→ **EXTRAIT DE PAGE**
La politique et l'économie 

La première critique centrale repose sur le concept de social-démocratie, du libéralisme accaparé autant par les socialistes que les conservateurs dans les gouvernements successifs, de la libéralisation des marchés, de la financiarisation de l'économie, de l'instrumentalisation des luttes sociales et des politiques guerrières de la France. Ainsi la mondialisation n'est pas le rêve d'une main invisible qui alloue les moyens de productions de manière à favoriser la productivité, mais plutôt une business pour faire de l'argent. Le gouvernement français (comme partout en occident) est gouverné par les juristes, les technocrates, les banquiers, les hauts fonctionnaires, les bureaucrates et une oligarchie qui gravite autour des banques centrales. Cette libéralisation du marché favorise une urbanisation néo-libérale d'étalement urbain, le culte de l'automobile, l'accroissement des inégalités sociales, la perte des espaces agricoles, la destruction des politiques de l'aménagement du territoire français, la désindustrialisation au profit des économies émergentes, la corruption des biens et services; une révolution Wal-Mart - l'augmentation de la malbouffe, du chômage, de la pauvreté, du repli sur soi des habitants des banlieues et une tertiarisation de l'économie. C'est la fin de l'ère industrielle et du rêve américain prolétaire pour la jeunesse d'aujourd'hui et l'apparition du précariat comme nouvelle classe sociale.

→ **DONNÉES**
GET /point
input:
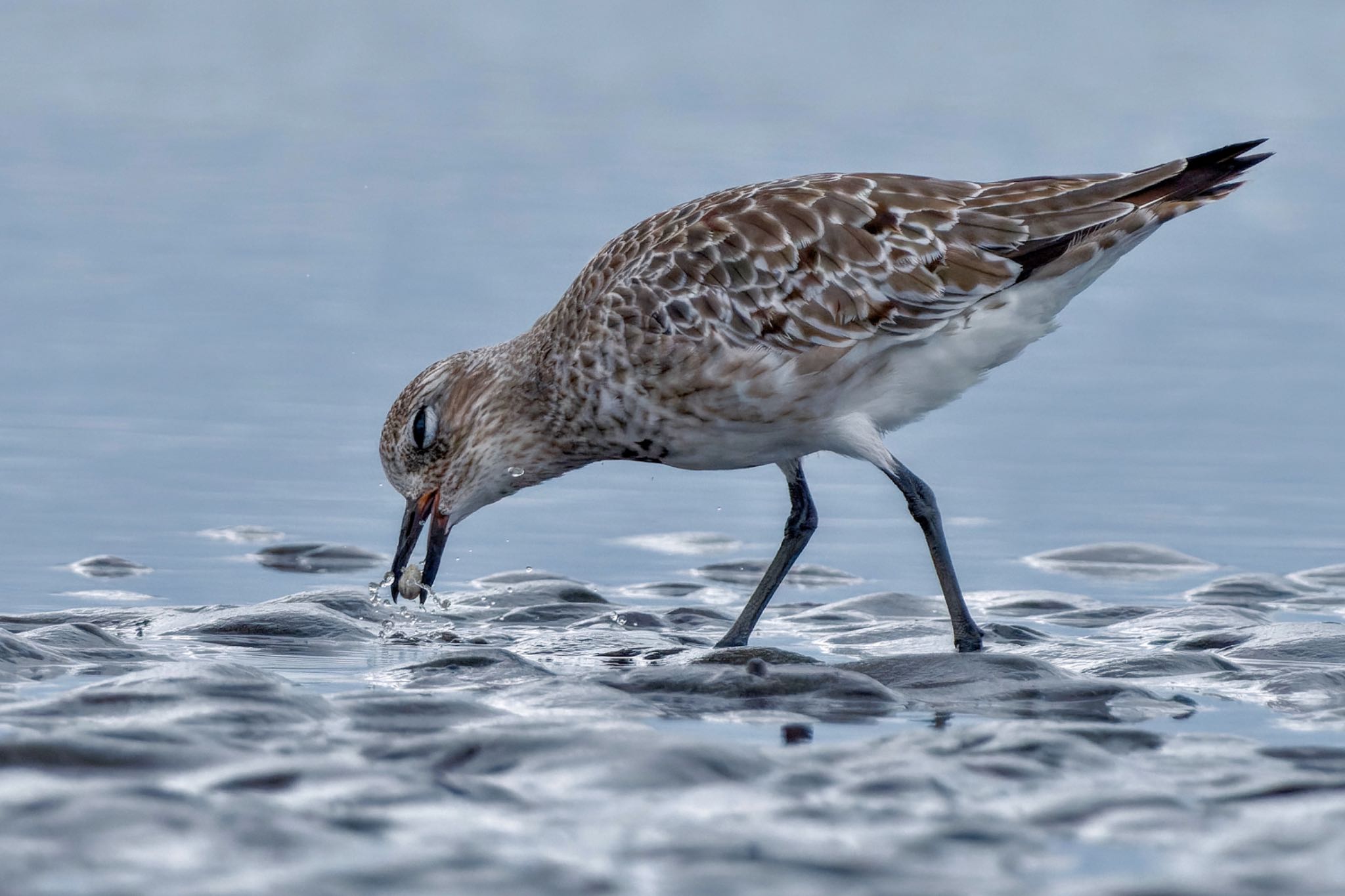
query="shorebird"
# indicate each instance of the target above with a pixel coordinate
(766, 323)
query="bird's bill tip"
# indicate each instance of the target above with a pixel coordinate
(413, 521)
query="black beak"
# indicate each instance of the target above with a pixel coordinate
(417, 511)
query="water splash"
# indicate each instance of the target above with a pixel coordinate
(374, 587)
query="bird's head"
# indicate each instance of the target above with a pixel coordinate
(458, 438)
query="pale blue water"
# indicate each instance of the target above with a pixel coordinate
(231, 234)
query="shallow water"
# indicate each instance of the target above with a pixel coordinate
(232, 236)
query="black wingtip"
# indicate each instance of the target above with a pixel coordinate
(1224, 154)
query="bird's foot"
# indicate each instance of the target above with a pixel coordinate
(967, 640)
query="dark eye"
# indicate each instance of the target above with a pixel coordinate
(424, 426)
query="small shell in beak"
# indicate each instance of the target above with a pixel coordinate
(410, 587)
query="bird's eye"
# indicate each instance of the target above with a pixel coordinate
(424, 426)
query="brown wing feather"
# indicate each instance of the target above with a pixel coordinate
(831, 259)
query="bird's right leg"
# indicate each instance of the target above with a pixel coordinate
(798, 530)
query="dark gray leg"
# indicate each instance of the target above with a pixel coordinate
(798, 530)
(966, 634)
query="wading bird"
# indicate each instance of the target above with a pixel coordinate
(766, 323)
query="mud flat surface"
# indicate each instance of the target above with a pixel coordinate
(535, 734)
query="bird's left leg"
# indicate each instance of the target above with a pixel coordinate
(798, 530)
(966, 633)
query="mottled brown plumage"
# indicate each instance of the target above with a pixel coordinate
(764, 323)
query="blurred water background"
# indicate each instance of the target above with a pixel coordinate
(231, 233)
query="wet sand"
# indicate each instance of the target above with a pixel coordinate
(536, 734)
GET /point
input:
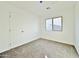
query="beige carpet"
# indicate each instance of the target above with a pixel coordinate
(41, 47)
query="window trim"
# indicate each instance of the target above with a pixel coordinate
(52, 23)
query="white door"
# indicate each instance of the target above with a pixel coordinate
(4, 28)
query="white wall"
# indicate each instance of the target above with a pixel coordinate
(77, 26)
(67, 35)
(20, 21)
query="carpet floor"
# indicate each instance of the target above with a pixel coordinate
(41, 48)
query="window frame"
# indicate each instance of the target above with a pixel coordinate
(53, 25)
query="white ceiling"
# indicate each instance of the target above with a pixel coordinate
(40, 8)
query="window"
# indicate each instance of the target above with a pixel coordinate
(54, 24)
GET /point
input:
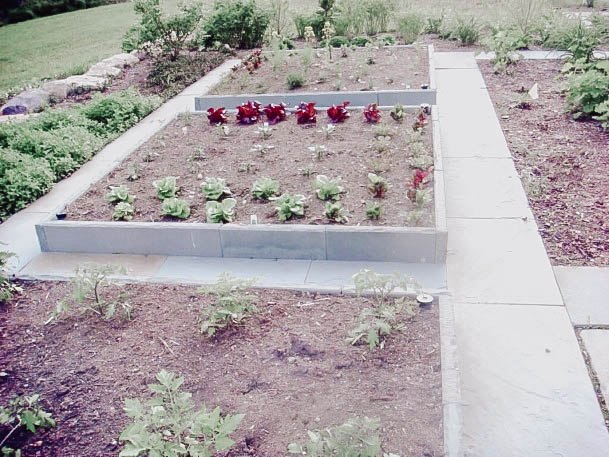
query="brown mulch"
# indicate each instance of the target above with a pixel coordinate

→ **TRAVAIL ÉCRIT**
**a.** Comptez les lignes des enregistrements qui contiennent le mot « window ». Donnez seulement ce nombre.
**b.** Poursuivez le texte sur la politique et l'économie à partir de sa dernière phrase.

→ **RÉSULTATS DE L'EXERCICE**
**a.** 3

**b.**
Avec mai 68 est venu la fin du règne de la Nation et avec vînt le fractionnement de la société en individualisme sauvage: le retour du tous contre tous. Le libéralisme se goinfre d'une telle réalité car le politique et l'économie instrumentalise les luttes sociales dans une optique clientéliste. La société de marché est partout et la lutte sociale vaincra seulement s'il y a un gain économique ou politique à faire. C'est la loi du plus fort. Ce clientélisme accroît les inégalités et augmentent la corruption; c'est une perversion des luttes sociales.

Dans son délire homophobe, Zemmour lance une flèche en direction du phénomène de gestation pour autrui (GPA). En effet, l'effet pervers du libéralisme est d'évacuer du débat public toutes les notions de bioéthique qui se rattache à cette pratique. En pavant ce procédé de l'étiquette féministe du "droit à la filiation génétique", nous sommes d'accord avec l'idée des fermes de femmes indiennes qui enfantent pour les riches occidentaux (Justice, what's the right thing to do - Michael J. Sandel). Le libéralisme ne fait que faire perdurer les inégalités sociales même si le discours public dit le contraire.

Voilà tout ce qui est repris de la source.